=== Begin Enclosure ===

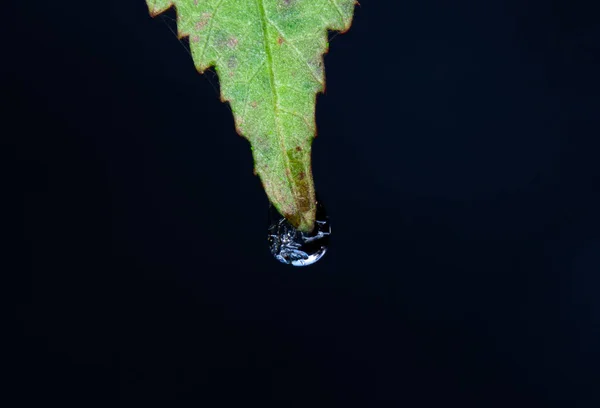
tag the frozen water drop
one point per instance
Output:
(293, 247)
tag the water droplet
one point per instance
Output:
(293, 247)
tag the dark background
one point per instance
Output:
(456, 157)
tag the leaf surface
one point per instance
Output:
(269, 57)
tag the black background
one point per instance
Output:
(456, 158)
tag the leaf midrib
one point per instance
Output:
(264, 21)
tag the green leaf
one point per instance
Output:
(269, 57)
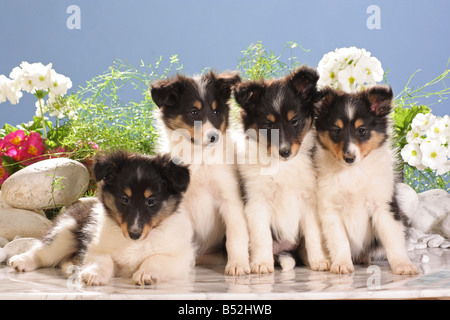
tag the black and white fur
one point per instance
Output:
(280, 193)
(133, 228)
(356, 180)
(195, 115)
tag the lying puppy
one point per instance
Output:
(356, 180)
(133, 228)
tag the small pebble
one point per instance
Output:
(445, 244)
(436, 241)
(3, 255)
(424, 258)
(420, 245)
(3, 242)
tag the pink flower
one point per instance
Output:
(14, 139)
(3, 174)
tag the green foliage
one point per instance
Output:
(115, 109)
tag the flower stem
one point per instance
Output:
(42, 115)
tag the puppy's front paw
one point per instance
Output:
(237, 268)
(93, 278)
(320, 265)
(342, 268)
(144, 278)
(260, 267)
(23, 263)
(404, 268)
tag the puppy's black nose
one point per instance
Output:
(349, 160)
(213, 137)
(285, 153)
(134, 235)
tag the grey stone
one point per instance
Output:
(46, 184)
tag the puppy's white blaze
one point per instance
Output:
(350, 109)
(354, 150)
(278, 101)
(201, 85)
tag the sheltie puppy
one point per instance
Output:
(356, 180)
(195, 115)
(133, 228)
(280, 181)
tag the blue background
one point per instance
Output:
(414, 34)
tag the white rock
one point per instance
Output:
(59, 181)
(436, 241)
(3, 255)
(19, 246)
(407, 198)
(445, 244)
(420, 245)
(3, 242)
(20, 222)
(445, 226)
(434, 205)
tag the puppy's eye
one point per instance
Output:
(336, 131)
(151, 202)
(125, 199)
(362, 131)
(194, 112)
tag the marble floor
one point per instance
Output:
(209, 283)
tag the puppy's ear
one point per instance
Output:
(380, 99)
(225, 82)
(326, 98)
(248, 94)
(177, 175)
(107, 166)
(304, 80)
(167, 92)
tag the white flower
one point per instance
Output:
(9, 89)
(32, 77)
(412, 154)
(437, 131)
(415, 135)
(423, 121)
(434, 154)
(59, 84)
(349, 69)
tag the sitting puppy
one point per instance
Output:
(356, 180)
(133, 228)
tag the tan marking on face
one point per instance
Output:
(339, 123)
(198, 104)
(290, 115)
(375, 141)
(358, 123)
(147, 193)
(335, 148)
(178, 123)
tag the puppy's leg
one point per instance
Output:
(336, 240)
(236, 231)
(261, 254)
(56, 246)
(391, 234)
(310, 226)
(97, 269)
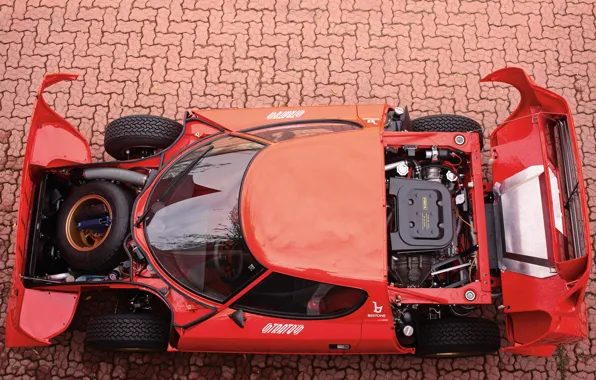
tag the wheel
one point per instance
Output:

=== End Enclosure ===
=== Begin Enclosure ===

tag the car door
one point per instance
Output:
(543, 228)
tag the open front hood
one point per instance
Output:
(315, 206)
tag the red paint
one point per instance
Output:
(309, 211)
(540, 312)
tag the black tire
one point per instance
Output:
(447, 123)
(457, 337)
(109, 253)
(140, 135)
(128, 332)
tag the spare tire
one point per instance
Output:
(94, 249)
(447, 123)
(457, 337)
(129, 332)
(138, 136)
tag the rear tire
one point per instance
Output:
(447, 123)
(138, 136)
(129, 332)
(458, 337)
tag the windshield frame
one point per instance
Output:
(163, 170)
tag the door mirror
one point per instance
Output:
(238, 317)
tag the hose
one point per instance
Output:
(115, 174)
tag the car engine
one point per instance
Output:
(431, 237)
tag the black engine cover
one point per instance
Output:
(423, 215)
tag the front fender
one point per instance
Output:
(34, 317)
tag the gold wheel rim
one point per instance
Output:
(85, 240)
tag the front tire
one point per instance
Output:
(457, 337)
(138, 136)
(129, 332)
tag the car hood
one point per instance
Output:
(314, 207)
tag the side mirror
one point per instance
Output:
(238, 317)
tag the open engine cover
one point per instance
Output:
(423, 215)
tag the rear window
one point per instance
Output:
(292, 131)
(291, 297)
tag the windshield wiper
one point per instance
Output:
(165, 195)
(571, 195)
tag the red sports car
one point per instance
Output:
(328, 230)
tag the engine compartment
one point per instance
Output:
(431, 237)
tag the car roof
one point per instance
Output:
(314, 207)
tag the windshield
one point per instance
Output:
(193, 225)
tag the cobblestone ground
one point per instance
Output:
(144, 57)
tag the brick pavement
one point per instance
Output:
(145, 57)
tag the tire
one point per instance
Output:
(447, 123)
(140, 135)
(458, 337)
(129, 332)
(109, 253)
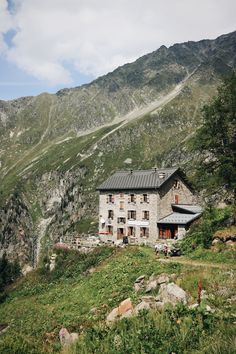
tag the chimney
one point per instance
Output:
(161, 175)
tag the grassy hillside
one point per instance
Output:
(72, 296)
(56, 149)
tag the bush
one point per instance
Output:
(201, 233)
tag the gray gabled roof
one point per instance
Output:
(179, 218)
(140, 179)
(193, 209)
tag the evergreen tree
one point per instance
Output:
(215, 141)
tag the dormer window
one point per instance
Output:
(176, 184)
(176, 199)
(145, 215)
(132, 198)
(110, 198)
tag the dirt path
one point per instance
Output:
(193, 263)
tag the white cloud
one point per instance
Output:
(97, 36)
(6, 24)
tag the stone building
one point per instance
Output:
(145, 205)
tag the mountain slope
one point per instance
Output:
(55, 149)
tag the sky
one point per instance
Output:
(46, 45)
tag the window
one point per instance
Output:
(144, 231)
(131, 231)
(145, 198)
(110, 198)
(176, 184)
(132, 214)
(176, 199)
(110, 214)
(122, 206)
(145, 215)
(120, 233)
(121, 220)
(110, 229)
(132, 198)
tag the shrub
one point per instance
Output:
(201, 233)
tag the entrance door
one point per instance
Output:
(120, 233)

=== End Enclosure ===
=== Begin Enclosure ===

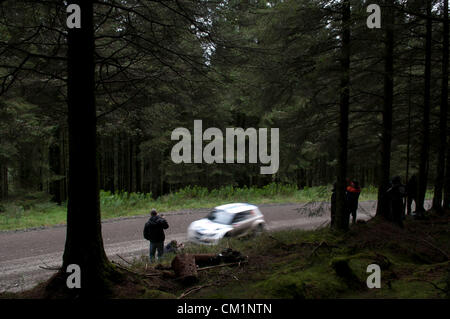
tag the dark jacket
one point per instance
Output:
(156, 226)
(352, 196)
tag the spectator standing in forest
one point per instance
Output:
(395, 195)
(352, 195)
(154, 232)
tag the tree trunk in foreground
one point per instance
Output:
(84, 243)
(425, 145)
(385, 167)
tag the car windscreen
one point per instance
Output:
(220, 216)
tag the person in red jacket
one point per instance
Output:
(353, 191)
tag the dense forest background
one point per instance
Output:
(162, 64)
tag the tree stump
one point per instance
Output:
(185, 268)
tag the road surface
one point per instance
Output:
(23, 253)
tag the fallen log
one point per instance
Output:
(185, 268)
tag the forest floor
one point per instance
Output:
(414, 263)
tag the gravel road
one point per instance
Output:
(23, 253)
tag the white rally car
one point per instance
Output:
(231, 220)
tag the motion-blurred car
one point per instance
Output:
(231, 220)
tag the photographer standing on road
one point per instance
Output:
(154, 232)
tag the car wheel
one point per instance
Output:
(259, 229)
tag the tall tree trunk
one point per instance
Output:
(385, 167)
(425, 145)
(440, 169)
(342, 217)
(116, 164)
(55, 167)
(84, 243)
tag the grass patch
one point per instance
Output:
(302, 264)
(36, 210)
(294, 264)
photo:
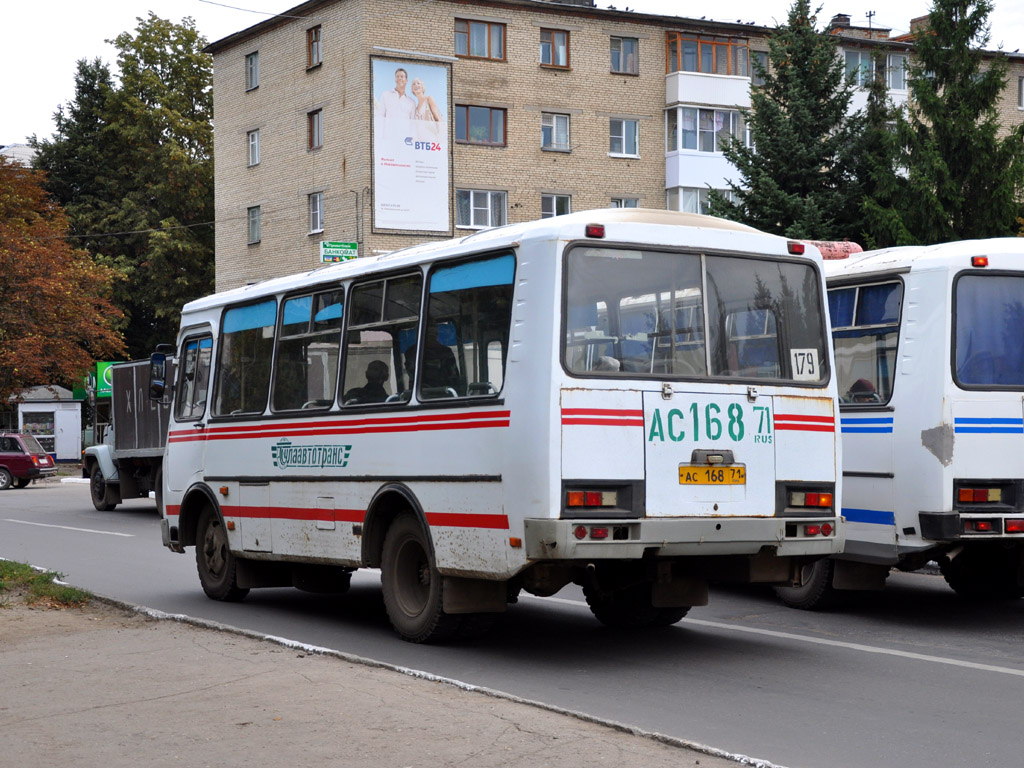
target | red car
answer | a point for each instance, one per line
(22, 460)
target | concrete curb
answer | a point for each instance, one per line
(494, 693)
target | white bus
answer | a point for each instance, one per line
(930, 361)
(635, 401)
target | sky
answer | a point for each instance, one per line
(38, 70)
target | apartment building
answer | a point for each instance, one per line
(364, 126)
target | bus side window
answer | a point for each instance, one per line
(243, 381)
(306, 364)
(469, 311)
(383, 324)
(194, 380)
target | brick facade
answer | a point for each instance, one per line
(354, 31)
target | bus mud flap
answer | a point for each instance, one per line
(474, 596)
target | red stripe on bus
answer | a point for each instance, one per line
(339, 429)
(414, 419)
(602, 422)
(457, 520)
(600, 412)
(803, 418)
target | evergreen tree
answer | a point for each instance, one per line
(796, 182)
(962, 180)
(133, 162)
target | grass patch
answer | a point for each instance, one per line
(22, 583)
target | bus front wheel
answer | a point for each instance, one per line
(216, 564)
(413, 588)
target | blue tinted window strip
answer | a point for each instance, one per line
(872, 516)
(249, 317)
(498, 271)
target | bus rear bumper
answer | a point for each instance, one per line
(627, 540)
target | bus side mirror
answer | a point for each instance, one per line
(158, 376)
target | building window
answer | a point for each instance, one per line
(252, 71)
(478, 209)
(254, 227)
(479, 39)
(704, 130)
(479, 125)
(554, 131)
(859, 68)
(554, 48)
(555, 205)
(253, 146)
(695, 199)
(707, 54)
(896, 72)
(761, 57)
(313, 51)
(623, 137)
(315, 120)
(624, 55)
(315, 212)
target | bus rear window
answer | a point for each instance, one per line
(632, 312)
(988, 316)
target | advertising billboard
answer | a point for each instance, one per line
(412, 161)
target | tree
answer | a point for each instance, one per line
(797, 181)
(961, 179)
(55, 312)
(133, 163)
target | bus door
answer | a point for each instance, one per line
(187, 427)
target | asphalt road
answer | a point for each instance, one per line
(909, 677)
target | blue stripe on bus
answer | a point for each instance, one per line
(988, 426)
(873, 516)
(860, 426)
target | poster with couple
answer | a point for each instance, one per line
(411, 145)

=== End Enclosure ===

Word for word, restate the lines above from the one with "tag the white rally car" through the one with "target | apartment building", keeping both ends and dropping the pictures.

tag the white rally car
one point per instance
Output:
(231, 220)
tag the motion-blurred car
one point per instance
Output:
(231, 220)
tag the photographer standing on road
one point per instance
Output:
(154, 232)
tag the car wheel
one point per instance
Output:
(259, 229)
tag the tall tree trunk
one point per instance
Output:
(385, 167)
(425, 145)
(440, 169)
(342, 217)
(116, 164)
(55, 167)
(84, 243)
tag the grass patch
one point per instance
Output:
(302, 264)
(36, 210)
(294, 264)
photo:
target | red car
answer | a point for each instance, one per line
(22, 460)
target | concrete curb
answer | a point for each instance, one per line
(494, 693)
target | white bus
answer | a point for each instance, one per line
(930, 361)
(635, 401)
target | sky
answer | a point for each instance, one per line
(38, 70)
target | apartment building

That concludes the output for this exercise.